▶ _What you should do_
Turn the records, from their first line through the line containing "133), (35, 182)]" (both included), into a numbered list with one line per item, and leave out any blank lines.

▶ _Data rows_
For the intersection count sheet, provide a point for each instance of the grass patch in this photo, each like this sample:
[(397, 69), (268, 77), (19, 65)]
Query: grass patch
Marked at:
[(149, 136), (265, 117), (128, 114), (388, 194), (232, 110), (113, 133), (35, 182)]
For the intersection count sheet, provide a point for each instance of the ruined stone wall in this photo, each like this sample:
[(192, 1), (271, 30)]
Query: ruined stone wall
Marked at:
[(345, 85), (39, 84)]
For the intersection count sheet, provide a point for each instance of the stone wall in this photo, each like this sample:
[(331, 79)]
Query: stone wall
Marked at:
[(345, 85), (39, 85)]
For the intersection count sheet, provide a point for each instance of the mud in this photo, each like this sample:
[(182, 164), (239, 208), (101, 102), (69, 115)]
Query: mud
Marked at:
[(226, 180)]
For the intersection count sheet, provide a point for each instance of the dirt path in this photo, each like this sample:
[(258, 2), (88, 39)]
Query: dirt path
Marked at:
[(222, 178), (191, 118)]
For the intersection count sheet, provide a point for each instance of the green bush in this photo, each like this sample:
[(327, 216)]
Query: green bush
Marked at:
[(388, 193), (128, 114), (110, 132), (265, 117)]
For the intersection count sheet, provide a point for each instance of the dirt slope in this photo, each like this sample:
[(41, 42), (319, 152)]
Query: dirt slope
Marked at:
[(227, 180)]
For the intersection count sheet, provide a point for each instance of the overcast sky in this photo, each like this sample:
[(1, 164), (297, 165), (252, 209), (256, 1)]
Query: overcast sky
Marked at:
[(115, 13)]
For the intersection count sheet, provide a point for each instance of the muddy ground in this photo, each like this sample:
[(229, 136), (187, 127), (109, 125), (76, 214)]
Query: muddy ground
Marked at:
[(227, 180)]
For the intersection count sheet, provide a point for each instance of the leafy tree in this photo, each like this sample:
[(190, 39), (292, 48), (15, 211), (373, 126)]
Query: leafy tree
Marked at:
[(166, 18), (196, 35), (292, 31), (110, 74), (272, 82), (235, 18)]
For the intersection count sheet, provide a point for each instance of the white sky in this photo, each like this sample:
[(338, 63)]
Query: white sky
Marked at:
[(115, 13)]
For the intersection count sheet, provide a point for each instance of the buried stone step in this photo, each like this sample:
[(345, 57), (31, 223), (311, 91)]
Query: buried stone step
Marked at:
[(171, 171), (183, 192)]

▶ _Result below_
1. For the intersection count sheet, provide a point for each instance of the grass patch in this photo, each like this sample:
2. [(397, 69), (268, 77), (19, 65)]
3. Query: grass patch
4. Marked at:
5. [(149, 136), (265, 117), (128, 114), (388, 194), (232, 110), (113, 133), (35, 182)]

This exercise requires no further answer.